▶ _REQUIRED ACTION_:
In the entries, find all lines that hold the word "hawk" and copy them.

---- STUDY MATERIAL

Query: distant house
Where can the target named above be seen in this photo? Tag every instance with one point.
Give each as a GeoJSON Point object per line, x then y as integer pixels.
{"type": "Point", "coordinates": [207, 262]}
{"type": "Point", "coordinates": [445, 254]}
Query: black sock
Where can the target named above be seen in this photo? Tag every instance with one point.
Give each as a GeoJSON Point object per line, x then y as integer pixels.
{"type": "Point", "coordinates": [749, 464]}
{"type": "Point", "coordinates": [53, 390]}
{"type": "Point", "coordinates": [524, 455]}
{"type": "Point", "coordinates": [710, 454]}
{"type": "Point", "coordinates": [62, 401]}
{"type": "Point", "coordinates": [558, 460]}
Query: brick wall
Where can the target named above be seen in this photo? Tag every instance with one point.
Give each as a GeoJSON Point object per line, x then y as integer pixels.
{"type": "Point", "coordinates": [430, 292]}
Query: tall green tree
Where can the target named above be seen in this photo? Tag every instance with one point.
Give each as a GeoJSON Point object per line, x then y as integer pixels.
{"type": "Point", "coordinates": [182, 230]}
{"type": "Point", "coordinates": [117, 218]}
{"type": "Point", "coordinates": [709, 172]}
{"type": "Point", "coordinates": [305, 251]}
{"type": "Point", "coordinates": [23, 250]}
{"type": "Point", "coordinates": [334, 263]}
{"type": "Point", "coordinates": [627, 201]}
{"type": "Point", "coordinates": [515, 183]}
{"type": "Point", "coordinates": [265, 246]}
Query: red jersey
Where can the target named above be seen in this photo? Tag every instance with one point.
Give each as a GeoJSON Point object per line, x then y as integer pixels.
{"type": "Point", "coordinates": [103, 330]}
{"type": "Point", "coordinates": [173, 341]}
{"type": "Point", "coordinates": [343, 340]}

--------
---- STUDY MATERIAL

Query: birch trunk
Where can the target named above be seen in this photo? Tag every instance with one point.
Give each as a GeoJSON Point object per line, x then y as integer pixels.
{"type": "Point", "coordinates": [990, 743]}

--------
---- STUDY MATERIAL

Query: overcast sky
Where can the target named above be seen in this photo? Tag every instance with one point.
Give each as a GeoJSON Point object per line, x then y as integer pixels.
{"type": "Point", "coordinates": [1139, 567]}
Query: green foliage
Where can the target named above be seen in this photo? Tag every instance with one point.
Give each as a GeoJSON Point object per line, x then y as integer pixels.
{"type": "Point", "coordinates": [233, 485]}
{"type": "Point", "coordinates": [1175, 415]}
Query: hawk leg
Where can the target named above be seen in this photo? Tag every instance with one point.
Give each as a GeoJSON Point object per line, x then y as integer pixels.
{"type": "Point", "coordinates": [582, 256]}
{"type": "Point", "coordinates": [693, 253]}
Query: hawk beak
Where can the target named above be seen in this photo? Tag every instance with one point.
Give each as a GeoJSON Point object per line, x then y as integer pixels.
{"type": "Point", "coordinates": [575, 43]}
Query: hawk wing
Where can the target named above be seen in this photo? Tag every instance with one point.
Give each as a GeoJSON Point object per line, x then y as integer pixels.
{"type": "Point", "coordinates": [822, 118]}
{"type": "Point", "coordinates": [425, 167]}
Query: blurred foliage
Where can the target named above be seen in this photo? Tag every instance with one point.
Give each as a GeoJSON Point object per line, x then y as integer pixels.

--------

▶ _ANSWER TO THIS TASK_:
Query: hawk leg
Query: hawk beak
Query: hawk wing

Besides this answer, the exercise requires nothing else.